- **TASK TO CARRY OUT**
Please retype all the records below exactly as they read.

─── DATASET RECORDS ───

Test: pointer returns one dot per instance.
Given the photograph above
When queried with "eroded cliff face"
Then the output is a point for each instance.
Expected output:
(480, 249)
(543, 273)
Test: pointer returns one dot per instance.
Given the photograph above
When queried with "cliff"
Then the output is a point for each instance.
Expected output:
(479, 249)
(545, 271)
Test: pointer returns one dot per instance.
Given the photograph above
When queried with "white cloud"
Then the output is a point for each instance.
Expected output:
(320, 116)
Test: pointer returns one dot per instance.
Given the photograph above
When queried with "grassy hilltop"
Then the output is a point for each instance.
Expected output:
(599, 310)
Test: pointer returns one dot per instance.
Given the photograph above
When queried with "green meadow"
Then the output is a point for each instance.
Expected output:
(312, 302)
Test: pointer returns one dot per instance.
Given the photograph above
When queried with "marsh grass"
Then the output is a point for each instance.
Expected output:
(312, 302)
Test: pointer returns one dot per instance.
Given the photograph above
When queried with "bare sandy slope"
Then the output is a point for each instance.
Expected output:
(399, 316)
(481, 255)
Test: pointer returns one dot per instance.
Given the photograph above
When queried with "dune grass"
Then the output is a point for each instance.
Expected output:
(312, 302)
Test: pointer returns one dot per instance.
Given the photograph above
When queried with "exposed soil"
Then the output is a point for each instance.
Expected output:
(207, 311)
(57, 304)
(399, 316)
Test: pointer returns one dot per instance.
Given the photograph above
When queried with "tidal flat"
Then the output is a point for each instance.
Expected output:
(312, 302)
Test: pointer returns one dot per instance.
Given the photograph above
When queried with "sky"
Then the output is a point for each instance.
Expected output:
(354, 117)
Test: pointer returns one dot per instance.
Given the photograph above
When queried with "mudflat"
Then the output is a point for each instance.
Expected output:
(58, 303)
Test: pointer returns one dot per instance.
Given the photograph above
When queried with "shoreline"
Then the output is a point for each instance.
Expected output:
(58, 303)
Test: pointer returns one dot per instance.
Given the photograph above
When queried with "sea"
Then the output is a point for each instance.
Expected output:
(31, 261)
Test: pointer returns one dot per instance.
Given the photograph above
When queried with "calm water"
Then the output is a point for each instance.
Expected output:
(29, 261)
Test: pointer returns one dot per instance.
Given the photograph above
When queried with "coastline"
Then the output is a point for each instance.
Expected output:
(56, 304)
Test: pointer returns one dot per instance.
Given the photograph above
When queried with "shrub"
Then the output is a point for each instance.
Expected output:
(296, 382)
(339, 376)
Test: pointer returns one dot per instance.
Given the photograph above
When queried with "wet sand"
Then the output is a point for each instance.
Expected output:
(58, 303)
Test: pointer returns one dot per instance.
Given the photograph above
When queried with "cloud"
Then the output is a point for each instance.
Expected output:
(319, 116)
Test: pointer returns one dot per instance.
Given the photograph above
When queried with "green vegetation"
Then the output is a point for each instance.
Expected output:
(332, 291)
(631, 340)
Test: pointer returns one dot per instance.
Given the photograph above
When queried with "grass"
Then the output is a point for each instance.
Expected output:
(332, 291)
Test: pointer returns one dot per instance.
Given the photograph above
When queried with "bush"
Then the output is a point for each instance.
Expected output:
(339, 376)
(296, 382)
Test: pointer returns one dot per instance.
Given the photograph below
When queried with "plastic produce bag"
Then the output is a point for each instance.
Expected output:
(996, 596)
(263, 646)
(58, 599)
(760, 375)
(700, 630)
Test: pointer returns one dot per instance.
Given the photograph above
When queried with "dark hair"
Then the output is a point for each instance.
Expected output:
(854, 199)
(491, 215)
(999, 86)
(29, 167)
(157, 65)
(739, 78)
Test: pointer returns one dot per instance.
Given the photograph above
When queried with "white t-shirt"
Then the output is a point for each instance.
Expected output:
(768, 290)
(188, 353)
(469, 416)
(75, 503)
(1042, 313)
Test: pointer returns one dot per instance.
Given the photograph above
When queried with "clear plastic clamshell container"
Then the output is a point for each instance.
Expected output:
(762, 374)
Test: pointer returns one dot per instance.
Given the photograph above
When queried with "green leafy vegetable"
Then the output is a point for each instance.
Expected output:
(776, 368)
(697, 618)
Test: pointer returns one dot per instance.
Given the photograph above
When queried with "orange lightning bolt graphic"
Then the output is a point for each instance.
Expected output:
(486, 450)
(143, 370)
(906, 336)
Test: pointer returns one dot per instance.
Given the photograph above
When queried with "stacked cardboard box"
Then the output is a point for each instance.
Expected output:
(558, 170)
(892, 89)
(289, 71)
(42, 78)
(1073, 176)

───

- **FINISHED EXERCISE**
Test: pointer returns one dot per instance.
Given the photograph above
When queried with "eroded cliff face"
Then the output is a point for each instance.
Expected output:
(480, 249)
(543, 273)
Test: pointer returns one dot per instance.
Given the photograph above
When queried with "cliff"
Then the output is a point for each instance.
Expected output:
(479, 249)
(545, 271)
Test: pointer returns one dot per instance.
Given the photograph above
When queried with "white cloud"
Then the output is a point for each instance.
Expected output:
(320, 116)
Test: pointer returns one dot per instance.
Given the photograph above
When queried with "grassy hilltop"
Then the output is a point for each instance.
Expected output:
(599, 310)
Test: pointer returns one dot per instance.
Given the photograph above
When queried with "green meadow"
Then the output is a point for each instance.
Expected output:
(312, 302)
Test: pointer returns one dot per instance.
Given the photograph above
When queried with "marsh grass"
Then the output is a point for each instance.
Expected output:
(312, 302)
Test: pointer returns one dot per instance.
Given the photograph above
When queried with "bare sandy slope"
Then the output is a point for each instance.
Expected output:
(399, 316)
(481, 255)
Test: pointer returns one dot per instance.
Given the photograph above
When queried with "dune grass"
Then the output is a point for each instance.
Expected output:
(312, 302)
Test: pointer returns one dot per instance.
Given the photograph above
When queried with "exposed soil"
Then the output is a point for each instance.
Expected output:
(207, 311)
(57, 304)
(399, 316)
Test: pointer returns one dot per instance.
Given the photograph above
When queried with "tidal flat"
Then the output is a point for each instance.
Expected output:
(312, 302)
Test: pointer returns one dot per instance.
Given the photograph above
When queried with "sky"
Then the output is a point for each instance.
Expected output:
(354, 117)
Test: pointer returns one dot per instance.
Given the photograph above
When queried with "mudflat"
Then the output is a point for each instance.
Expected output:
(58, 303)
Test: pointer returns one dot per instance.
Given the photograph above
When queried with "shoreline"
Then the output is a point for each instance.
Expected output:
(58, 303)
Test: pointer returns one dot per instance.
Given the photograph above
When queried with "sea"
Then the output is a point for each instance.
Expected output:
(31, 261)
Test: pointer returns one dot per instance.
Given the photograph above
When queried with "calm water"
Then the output is a point for each instance.
Expected output:
(29, 261)
Test: pointer returns one dot per instance.
Given the photograph above
When queried with "coastline"
Then the output is a point for each instance.
Expected output:
(56, 304)
Test: pointer returns one dot per instance.
Given the photograph above
When queried with "shrub"
Then the output is a point for each instance.
Expected output:
(296, 382)
(339, 376)
Test: pointer returns one dot per instance.
Given the photograph above
When queried with "wet sand"
Then the output is a point for each instance.
Expected output:
(58, 303)
Test: pointer returns one dot per instance.
Given the photograph above
When queried with "cloud"
Then the output is a point for each instance.
Expected output:
(319, 116)
Test: pointer returns one dot per instance.
Given the photograph above
When queried with "green vegetation"
Then the output is a point for each instance.
Expected output:
(332, 291)
(631, 340)
Test: pointer returns one dot per instance.
Given the photograph above
When queried with "grass"
Then the output is a point for each instance.
Expected output:
(332, 291)
Test: pointer returns one dot per instance.
Given the photograph above
When queried with "bush"
Then the output is a point for each instance.
Expected output:
(339, 376)
(296, 382)
Test: pointer returns one dot per instance.
Given the photograph below
When queried with "plastic produce bag"
Then the output is a point for each instance.
Expected output:
(996, 596)
(263, 646)
(58, 599)
(760, 375)
(700, 630)
Test: pointer returns one dot per instance.
Given the photograph above
When queried with "dark hair"
Then the output is a point for each instance.
Expected output:
(854, 199)
(491, 215)
(999, 86)
(29, 167)
(157, 65)
(739, 78)
Test: pointer returns one dot per instance.
Given the photograph above
When queried with "white t-shirt"
Then the output is a point for each instance.
Expected output:
(768, 290)
(188, 353)
(469, 416)
(75, 503)
(1042, 313)
Test: pointer returns one dot per instance.
Given the photograph above
When queried with "clear plastic clamshell container"
Then the output is a point for each instance.
Expected output:
(762, 374)
Test: pointer returns one dot per instance.
Given the photograph above
When queried with "green leafy vegetable"
Then the output is a point for each instance.
Expected output:
(776, 368)
(697, 618)
Test: pointer returns one dot per instance.
Given the photograph above
When queried with "orange lightning bolt graphic"
Then the output is a point for each instance.
Expected output:
(486, 450)
(143, 370)
(906, 336)
Test: pointer returns one dot per instance.
Given the photograph above
When queried with "stacked cardboard box"
Then the output is a point for each instance.
Expected output:
(558, 170)
(892, 89)
(289, 71)
(42, 78)
(1073, 176)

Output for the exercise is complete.